▸ **Task details**
Rewrite the records below, substituting "place a single point on each instance" for every occurrence of "mark one point per instance" and keeping everything else the same.

▸ **Material to process**
##############################

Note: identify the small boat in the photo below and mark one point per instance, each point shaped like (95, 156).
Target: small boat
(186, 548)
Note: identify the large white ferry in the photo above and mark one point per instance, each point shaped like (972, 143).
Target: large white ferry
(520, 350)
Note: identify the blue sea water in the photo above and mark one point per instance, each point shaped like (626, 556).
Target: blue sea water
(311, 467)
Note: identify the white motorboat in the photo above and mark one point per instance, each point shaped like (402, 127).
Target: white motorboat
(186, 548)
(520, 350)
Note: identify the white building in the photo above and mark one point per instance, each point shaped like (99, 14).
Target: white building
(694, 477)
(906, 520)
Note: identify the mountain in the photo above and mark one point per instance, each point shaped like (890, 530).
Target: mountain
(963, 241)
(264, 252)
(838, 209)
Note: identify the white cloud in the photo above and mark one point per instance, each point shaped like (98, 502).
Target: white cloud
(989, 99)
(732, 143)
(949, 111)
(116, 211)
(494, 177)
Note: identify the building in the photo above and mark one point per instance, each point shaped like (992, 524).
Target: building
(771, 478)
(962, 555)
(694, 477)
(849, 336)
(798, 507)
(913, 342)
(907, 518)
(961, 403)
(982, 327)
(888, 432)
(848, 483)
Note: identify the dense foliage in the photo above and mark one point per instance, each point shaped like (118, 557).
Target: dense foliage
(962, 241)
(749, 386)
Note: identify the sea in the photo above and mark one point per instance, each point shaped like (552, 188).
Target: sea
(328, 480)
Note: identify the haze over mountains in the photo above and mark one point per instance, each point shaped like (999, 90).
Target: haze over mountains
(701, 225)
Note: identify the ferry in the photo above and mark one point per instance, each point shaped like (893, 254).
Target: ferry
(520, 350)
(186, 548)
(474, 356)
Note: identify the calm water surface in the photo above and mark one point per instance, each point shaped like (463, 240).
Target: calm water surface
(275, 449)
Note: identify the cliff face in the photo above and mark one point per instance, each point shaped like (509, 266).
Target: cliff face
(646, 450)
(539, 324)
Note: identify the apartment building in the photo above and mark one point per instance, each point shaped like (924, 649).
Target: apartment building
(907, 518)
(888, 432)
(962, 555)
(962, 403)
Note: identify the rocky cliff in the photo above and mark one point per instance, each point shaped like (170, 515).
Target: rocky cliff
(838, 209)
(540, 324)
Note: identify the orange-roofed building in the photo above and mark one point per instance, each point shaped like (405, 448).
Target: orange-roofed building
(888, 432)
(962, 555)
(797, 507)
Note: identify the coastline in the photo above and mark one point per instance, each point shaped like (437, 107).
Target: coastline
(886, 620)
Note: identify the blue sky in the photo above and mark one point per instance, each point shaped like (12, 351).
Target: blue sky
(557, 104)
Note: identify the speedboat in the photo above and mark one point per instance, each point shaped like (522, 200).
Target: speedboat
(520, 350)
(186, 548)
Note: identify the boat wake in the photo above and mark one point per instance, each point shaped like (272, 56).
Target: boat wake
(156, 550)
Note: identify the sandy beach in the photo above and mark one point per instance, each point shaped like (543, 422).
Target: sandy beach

##############################

▸ **Finished task**
Note: identify the small boat in the photo below and place a single point on each instance, each point shaped like (95, 156).
Target: small boat
(186, 548)
Note: identify the large white ferry in the photo above and place a single point on each instance, each point shaped like (972, 143).
Target: large white ferry
(520, 350)
Note: identify the blue sea water in the photo above and place a single point on each instance, each point shaped like (626, 556).
Target: blue sea water
(311, 467)
Note: identify the white motorboat in the photo above and place a single point on each instance, each point shaped like (402, 127).
Target: white motorboat
(186, 548)
(520, 350)
Note: identify the white building in the photo above and place a single point on each instance, each point shaped like (99, 14).
Target: white building
(694, 477)
(906, 520)
Note: identify the mountain in the photo above and place a single point on each instance, each point shaped like (890, 530).
Target: mountain
(963, 241)
(264, 252)
(838, 209)
Note: identify the white cloud in the photo above and place a single point on each instance, each point shaped like (98, 502).
Target: white cloud
(989, 99)
(732, 143)
(949, 111)
(116, 211)
(494, 177)
Note: identify the building in the photo above and place a single point on each instance, each point shaped like (992, 524).
Target: building
(771, 478)
(962, 555)
(694, 477)
(849, 336)
(798, 507)
(913, 342)
(907, 518)
(961, 403)
(982, 327)
(888, 432)
(848, 483)
Note: identify the dense foliage in the photo above and place a single point on each instance, each point shaped like (118, 557).
Target: dense foliage
(962, 241)
(749, 386)
Note: identify the sea in the photo above and place a single point on each instance, each point shaped like (552, 188).
Target: sea
(328, 480)
Note: identify the haze over mountains in the photo above and place a single point on each instance, each point shaped like (999, 90).
Target: haze over mountains
(701, 225)
Note: identify the ferry in the photo above and place a single point on each instance, each point shaped like (893, 254).
Target: ferry
(520, 350)
(186, 548)
(474, 356)
Note: identify the calm water surface in the photo above and place a single point on each instance, each point shaped like (463, 240).
Target: calm water surface
(275, 449)
Note: identify the cliff face in the photo above and place a single point on each instance, each point shaped like (509, 266).
Target: cliff face
(646, 450)
(539, 324)
Note: identify the apartment building in the photo above and place a single point on each instance, each point shaped like (924, 649).
Target: apartment building
(907, 518)
(888, 432)
(962, 555)
(962, 403)
Note: identify the rocky cliff in the photo above and place a single point on each instance, each point shaped like (170, 515).
Target: rocky cliff
(838, 209)
(540, 324)
Note: identify the orange-roofed building in the photo above and place a single point on each instance, each point shaped like (405, 448).
Target: orange-roofed building
(888, 432)
(962, 555)
(797, 507)
Note: identify the coastline in the photo above and place a single point on each instance, each point shaped like (437, 107).
Target: coastline
(886, 620)
Note: identify the blue sky in the photo above and place a single point on each instance, each point shaped like (12, 351).
Target: blue sky
(557, 104)
Note: identify the speedboat in the photo above and place a single point on each instance, each point shaped like (522, 200).
Target: speedboat
(520, 350)
(186, 548)
Note: identify the boat wake in the photo above and place a single point on each instance, each point shaped like (272, 56).
Target: boat wake
(156, 550)
Note: identify the sandy beach in the photo above and place a single point on each instance, each point shaped like (543, 422).
Target: sandy beach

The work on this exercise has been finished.